§ Texto extraído:
━━━
BN – Então, sob esse ponto de vista, você acredita que a fama proporcionada pelo reality show deu maior visibilidade a questões que você já defendia antes?
JW – É, mas porque eu soube me conduzir. Eu entrei no programa tanto sabendo como iria me conduzir lá dentro, como saí do programa sabendo como iria me conduzir. Eu adoro o programa, acho um gênero de entretenimento muito bacana, mas entrei lá para tê-lo como objeto de estudo. Ele é meu objeto de estudo. Mas eu sabia como me conduzir depois. Quando uma parte da imprensa de entretenimento ficou obcecada com a ideia de que eu iria me bastar com esse papel de celebridade, eu simplesmente me retirei desse papel porque meu objetivo não era esse. Eu utilizei o programa para amplificar, digamos assim, as minhas batalhas e minha condição pública como jornalista, como professor e como escritor.
BN – Como você entende esse ponto de passagem, que para muitas pessoas pode ser contraditório, de um programa como o Big Brother Brasil para um partido socialista, de extrema esquerda, que é o PSol?
━━━
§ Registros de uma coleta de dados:

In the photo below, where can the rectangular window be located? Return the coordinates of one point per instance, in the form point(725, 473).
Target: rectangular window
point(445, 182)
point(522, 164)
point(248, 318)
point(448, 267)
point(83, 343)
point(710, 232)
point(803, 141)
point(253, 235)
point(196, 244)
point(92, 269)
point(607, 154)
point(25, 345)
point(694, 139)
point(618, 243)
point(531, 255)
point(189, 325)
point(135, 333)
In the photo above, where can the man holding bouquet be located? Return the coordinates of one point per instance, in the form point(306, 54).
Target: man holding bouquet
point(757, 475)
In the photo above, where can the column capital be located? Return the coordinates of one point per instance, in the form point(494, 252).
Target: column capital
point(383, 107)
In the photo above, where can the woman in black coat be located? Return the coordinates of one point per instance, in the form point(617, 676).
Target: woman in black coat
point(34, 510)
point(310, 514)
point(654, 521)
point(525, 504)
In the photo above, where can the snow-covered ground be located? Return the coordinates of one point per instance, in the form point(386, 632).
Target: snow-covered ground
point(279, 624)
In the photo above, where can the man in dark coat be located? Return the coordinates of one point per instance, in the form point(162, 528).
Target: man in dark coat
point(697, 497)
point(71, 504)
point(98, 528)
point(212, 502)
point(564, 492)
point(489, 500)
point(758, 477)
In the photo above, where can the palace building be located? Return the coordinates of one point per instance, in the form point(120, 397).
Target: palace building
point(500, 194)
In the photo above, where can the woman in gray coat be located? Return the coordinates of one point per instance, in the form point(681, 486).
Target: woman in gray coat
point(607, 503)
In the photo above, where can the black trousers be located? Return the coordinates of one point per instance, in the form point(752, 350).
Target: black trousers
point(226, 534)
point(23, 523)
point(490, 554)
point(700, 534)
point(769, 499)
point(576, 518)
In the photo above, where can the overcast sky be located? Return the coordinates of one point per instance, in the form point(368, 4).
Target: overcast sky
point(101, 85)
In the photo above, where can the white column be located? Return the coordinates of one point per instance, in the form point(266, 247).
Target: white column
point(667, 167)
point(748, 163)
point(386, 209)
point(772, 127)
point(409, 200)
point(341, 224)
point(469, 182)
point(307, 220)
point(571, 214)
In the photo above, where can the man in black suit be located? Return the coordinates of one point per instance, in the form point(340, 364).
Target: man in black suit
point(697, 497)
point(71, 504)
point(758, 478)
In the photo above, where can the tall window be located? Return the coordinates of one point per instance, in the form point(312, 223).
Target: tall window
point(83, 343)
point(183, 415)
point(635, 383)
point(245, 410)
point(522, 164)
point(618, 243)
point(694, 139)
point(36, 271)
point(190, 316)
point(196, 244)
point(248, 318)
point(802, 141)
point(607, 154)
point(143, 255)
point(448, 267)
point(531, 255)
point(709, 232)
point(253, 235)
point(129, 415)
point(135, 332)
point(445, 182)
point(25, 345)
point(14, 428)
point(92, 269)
━━━
§ Suas instruções: Continue a entrevista sobre o reality show e o PSol a partir do ponto em que ela para. As linhas não têm nenhum papel aqui.

§ Problema resolvido:
JW – Essa passagem só é contraditória para gente burra, ignorante e desinformada. E que não tem vontade sequer de se informar. Porque, se as pessoas fizessem uma consulta mínima sobre a minha vida que precede o Big Brother – porque o programa durou três meses e a minha vida até o programa durou 30 anos – se as pessoas se dispuserem no mínimo a resgatar a minha vida anterior ao programa, elas vão ver que não há incoerência nem contradição nenhuma em me filiar ao PSol. Muito pelo contrário, contradição seria se eu me filiasse ao DEM ou ao PSDB. As pessoas precisam deixar de ser preconceituosas e arrogantes. Isso é arrogância, você não se informar e emitir opiniões rasteiras sobre uma pessoa é arrogância. Tanto que quando as pessoas vêm falar pra mim “ah, eu estou surpreso com o seu mandato” ou “o seu mandato me surpreendeu”, eu digo “ah foi?. Porque eu não surpreendi nem a mim, nem a quem me conhece, nem aos meus alunos, nem aos meus amigos de jornalismo, nem a ninguém que conhece a minha posição, o meu temperamento e os valores que eu defendo. Pode ser para você que acha que a vida começa e termina em um reality show. Pode ser para você, cuja fonte de informação se resume à televisão e ao entretenimento televisivo”.
BN – Por que a sua preferência pelo PSol do Rio de Janeiro e não da Bahia?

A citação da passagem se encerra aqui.